[Records to process]
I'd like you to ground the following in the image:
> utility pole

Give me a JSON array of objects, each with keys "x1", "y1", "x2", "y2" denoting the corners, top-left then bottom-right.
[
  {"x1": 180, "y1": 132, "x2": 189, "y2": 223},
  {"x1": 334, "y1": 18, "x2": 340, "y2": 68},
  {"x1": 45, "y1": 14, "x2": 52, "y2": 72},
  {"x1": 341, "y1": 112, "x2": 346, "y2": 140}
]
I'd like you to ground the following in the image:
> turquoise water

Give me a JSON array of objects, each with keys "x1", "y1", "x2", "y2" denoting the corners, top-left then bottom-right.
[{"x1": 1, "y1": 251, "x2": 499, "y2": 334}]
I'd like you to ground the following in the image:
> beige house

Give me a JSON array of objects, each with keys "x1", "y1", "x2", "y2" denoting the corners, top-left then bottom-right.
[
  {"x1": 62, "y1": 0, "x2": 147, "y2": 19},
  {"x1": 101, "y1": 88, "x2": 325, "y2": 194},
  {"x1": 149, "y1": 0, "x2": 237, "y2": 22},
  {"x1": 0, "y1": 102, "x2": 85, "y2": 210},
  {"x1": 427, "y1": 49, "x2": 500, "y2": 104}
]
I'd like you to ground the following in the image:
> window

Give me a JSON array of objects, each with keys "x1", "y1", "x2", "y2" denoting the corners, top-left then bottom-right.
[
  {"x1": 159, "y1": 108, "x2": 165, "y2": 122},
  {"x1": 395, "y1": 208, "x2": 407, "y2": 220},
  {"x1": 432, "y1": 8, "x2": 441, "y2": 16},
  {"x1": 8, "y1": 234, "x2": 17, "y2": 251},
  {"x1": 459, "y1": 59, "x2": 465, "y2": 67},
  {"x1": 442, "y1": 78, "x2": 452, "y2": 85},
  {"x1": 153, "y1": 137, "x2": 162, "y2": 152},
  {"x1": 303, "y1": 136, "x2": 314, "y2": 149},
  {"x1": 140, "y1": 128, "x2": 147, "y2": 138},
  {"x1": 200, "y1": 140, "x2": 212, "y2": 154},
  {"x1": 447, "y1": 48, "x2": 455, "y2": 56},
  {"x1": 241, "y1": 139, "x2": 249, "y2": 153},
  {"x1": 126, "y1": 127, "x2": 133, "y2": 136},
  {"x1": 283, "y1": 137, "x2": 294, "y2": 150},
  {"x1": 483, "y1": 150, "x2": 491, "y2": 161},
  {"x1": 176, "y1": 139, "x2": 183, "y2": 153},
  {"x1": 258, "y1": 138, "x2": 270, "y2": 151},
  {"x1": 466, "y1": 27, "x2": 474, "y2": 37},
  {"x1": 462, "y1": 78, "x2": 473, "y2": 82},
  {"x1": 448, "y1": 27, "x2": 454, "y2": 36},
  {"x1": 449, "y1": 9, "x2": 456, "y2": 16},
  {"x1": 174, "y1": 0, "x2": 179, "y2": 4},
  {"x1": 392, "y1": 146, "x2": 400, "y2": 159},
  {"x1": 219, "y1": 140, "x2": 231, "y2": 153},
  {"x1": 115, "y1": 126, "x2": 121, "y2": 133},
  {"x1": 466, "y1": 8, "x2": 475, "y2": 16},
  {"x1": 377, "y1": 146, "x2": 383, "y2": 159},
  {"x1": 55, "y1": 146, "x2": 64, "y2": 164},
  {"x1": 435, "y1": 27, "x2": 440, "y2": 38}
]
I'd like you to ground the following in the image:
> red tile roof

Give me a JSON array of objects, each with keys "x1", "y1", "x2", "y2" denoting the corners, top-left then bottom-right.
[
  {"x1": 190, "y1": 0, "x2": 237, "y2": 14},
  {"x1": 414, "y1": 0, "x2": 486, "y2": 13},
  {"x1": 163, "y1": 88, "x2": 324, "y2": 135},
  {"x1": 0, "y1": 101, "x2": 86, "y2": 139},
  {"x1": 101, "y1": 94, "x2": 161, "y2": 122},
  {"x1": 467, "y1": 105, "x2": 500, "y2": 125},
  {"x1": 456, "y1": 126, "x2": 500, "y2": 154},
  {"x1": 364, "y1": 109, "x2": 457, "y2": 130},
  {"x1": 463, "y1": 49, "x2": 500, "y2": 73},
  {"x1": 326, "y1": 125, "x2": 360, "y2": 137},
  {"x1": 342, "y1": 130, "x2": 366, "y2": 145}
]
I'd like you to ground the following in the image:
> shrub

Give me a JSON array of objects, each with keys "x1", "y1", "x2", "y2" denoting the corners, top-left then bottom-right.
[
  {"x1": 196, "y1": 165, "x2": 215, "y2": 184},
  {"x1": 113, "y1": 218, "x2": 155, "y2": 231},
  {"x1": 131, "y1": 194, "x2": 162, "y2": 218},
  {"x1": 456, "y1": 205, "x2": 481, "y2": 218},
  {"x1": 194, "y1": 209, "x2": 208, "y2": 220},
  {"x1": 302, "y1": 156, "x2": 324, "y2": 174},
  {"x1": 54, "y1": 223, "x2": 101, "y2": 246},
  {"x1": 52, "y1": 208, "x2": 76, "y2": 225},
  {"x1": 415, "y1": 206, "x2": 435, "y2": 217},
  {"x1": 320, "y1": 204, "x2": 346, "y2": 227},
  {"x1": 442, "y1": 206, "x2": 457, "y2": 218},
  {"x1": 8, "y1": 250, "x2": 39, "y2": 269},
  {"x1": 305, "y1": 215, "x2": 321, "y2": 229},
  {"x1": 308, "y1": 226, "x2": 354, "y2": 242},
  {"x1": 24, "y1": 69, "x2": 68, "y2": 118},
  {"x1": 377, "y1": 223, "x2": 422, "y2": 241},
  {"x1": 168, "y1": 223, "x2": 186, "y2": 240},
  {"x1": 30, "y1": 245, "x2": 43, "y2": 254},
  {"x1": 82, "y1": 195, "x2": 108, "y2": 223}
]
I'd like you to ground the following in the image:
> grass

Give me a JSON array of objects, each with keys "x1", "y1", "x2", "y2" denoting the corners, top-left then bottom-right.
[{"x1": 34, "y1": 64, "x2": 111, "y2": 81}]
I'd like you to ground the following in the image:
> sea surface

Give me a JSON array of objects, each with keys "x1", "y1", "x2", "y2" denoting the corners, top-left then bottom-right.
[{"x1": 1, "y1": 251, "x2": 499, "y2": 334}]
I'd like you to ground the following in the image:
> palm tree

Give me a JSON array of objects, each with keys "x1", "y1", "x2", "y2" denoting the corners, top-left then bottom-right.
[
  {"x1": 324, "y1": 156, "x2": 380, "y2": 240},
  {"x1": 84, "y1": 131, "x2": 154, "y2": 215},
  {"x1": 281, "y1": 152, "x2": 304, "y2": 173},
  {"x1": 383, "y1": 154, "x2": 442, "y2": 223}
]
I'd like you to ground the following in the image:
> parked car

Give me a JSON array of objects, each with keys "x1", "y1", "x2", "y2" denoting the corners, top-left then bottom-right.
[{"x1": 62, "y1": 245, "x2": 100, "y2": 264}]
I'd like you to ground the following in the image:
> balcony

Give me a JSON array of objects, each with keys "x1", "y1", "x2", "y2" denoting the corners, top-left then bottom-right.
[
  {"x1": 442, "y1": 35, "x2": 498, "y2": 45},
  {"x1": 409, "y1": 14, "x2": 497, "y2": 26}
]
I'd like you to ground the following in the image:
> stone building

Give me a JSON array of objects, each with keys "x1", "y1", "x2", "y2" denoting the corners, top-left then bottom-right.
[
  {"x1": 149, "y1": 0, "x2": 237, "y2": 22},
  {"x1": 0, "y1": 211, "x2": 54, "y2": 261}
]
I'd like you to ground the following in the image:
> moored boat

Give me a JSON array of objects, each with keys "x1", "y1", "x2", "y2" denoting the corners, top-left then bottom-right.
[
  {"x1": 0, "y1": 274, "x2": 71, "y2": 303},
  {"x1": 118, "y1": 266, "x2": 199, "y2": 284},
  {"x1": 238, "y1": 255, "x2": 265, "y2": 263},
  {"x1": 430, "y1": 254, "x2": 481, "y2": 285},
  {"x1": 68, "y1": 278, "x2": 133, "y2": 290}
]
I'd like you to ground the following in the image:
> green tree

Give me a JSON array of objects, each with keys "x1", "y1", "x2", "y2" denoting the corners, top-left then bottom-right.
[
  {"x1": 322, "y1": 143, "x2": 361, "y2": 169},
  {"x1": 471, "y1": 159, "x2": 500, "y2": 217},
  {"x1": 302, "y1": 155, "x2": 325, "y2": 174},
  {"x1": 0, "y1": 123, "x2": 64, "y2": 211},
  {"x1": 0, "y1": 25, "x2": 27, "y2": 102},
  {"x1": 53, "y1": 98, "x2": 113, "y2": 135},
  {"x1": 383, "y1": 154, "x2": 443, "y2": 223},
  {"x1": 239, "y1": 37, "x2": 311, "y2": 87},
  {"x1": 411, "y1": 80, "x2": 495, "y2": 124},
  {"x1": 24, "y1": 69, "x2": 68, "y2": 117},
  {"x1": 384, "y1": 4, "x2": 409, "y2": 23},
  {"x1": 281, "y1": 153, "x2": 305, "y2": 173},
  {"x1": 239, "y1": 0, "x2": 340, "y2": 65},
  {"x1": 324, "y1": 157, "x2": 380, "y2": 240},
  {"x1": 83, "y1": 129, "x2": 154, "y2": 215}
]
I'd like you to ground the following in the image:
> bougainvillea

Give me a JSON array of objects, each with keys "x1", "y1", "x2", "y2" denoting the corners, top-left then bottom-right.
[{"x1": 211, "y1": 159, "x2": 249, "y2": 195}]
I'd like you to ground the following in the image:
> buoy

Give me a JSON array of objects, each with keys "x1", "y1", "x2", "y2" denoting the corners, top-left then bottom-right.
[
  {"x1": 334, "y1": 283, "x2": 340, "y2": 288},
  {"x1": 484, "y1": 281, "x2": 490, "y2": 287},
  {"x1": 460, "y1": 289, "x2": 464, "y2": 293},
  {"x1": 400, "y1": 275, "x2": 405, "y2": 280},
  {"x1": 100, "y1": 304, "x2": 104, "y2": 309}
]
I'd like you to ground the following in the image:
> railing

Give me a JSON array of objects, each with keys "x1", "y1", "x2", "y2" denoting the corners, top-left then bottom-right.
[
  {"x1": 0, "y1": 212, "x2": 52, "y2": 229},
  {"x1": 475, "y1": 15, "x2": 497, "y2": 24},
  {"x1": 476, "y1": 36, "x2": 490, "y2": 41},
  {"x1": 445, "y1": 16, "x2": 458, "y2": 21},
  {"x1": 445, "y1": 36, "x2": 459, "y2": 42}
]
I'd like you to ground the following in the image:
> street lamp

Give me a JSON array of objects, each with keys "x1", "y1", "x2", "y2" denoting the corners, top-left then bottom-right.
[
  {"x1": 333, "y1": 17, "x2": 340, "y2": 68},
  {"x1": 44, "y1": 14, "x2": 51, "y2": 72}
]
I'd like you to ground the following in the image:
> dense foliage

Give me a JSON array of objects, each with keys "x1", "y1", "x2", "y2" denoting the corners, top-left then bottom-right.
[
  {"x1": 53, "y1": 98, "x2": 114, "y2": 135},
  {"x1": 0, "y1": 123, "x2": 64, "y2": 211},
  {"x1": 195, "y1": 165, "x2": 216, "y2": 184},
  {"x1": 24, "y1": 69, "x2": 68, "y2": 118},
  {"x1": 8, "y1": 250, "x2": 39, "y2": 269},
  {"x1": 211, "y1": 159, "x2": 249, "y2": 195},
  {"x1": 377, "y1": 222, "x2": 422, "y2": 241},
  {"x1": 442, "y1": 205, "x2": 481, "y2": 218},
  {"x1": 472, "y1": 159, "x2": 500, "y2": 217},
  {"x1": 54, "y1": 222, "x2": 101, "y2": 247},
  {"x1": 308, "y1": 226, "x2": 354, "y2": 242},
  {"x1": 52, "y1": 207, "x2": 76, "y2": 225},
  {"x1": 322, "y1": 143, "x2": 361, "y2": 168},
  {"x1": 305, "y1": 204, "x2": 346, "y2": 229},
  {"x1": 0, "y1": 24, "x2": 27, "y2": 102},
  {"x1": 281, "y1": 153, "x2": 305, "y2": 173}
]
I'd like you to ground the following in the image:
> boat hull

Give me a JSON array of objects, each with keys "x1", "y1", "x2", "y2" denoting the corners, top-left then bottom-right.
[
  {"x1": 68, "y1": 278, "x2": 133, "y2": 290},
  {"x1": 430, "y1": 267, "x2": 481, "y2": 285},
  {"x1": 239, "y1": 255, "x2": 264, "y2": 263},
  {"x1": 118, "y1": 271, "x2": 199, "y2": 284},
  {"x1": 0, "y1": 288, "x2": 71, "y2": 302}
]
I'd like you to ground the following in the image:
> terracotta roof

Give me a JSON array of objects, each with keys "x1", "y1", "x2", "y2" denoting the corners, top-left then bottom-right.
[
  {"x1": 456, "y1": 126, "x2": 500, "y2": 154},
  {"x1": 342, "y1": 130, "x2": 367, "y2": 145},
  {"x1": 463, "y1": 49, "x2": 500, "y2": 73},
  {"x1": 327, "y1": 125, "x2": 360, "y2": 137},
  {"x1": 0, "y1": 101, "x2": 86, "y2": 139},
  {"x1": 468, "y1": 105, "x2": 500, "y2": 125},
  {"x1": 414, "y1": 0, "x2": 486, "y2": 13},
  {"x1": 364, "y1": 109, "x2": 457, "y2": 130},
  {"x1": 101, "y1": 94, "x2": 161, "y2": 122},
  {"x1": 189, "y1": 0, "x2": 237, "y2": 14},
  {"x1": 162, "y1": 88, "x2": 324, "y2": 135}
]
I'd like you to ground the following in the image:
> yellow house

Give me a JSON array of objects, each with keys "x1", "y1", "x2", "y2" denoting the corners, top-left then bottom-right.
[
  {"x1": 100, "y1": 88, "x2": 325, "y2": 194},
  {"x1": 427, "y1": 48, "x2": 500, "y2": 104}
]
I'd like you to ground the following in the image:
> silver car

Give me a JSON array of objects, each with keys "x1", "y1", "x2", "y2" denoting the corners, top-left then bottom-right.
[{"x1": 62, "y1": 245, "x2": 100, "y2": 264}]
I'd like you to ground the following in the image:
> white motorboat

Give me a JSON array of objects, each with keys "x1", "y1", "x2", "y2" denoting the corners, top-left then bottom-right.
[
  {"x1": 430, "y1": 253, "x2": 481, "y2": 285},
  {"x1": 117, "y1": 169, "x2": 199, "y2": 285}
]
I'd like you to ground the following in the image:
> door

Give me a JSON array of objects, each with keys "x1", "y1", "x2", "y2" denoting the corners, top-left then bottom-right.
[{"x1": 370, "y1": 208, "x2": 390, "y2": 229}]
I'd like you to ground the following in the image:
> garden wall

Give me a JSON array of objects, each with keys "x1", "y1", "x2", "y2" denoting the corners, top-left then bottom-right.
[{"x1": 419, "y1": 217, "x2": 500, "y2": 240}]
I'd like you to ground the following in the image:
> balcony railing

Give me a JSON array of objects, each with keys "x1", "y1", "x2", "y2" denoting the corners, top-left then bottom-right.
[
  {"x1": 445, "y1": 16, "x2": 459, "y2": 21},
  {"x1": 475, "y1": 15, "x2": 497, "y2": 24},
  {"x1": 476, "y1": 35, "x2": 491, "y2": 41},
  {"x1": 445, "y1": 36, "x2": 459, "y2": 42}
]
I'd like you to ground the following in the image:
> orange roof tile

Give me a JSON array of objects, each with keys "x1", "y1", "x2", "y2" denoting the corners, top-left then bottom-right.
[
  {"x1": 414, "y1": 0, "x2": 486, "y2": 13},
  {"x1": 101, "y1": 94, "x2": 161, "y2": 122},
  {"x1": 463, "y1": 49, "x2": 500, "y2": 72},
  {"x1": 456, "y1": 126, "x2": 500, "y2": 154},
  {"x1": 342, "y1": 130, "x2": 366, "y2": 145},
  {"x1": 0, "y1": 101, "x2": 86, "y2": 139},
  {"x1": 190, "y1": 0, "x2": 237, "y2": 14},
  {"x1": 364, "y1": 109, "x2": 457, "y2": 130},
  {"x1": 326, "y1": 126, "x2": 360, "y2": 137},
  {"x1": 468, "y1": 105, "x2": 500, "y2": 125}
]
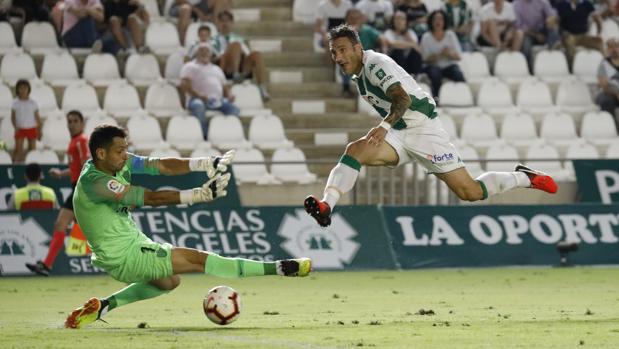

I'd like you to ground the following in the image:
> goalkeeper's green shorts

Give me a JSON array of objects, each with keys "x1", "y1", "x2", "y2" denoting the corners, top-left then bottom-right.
[{"x1": 94, "y1": 237, "x2": 174, "y2": 284}]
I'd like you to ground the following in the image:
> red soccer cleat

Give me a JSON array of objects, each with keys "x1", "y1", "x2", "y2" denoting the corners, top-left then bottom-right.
[
  {"x1": 515, "y1": 164, "x2": 558, "y2": 194},
  {"x1": 304, "y1": 195, "x2": 332, "y2": 227}
]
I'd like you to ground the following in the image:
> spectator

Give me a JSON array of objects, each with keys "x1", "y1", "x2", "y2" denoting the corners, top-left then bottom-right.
[
  {"x1": 443, "y1": 0, "x2": 475, "y2": 52},
  {"x1": 514, "y1": 0, "x2": 560, "y2": 70},
  {"x1": 395, "y1": 0, "x2": 428, "y2": 37},
  {"x1": 12, "y1": 0, "x2": 51, "y2": 22},
  {"x1": 0, "y1": 0, "x2": 12, "y2": 21},
  {"x1": 596, "y1": 38, "x2": 619, "y2": 127},
  {"x1": 315, "y1": 0, "x2": 353, "y2": 50},
  {"x1": 168, "y1": 0, "x2": 229, "y2": 46},
  {"x1": 102, "y1": 0, "x2": 149, "y2": 54},
  {"x1": 50, "y1": 0, "x2": 64, "y2": 35},
  {"x1": 384, "y1": 10, "x2": 422, "y2": 75},
  {"x1": 346, "y1": 7, "x2": 386, "y2": 52},
  {"x1": 213, "y1": 10, "x2": 269, "y2": 101},
  {"x1": 11, "y1": 79, "x2": 41, "y2": 164},
  {"x1": 478, "y1": 0, "x2": 523, "y2": 51},
  {"x1": 186, "y1": 24, "x2": 220, "y2": 61},
  {"x1": 355, "y1": 0, "x2": 394, "y2": 31},
  {"x1": 556, "y1": 0, "x2": 603, "y2": 65},
  {"x1": 8, "y1": 163, "x2": 58, "y2": 210},
  {"x1": 180, "y1": 43, "x2": 239, "y2": 139},
  {"x1": 62, "y1": 0, "x2": 103, "y2": 50},
  {"x1": 421, "y1": 10, "x2": 466, "y2": 97}
]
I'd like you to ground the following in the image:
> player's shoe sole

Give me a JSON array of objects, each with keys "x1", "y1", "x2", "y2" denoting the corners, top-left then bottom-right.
[/Records to process]
For every line above with the word "roof" in it, make a copy.

| Solution to this task |
> red tile roof
> terracotta roof
> orange roof tile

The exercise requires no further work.